* [Written request]: Reproduce word for word the stretch of the data that starts at the line containing "Please look at the image and locate the dog's jowl" and stops after the line containing "(202, 131), (962, 642)", keeping both of those lines.

**********

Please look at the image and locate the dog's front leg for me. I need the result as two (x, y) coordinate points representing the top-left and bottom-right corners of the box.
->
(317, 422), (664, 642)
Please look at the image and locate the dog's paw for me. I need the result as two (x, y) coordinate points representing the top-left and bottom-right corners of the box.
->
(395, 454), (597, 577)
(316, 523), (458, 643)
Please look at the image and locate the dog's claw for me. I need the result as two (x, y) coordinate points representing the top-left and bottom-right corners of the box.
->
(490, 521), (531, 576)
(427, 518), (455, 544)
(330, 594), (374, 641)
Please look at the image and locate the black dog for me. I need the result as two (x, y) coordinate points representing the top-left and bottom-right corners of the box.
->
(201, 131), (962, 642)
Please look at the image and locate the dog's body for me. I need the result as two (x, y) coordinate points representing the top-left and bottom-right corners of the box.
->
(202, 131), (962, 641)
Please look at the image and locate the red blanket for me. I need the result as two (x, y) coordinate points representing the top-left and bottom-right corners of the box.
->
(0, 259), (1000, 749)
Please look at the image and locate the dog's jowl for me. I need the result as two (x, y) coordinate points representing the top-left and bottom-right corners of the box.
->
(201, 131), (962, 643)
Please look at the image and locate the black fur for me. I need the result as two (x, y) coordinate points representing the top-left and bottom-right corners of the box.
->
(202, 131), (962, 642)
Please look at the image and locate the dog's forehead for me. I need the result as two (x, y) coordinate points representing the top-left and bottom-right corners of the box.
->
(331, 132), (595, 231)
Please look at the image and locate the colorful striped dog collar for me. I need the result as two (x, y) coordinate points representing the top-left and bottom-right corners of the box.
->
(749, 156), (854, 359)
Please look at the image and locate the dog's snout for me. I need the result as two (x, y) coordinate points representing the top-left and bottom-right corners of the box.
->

**********

* [Written reply]:
Please look at the image and locate the dog's jowl for me. I need the result as two (x, y) coordinate points representing the top-left and bottom-right corners of the box.
->
(201, 131), (962, 643)
Please look at the image and locate the black fur for me. I need the result as two (x, y) coordinate points representing the top-left and bottom-right corners of the box.
->
(202, 131), (962, 642)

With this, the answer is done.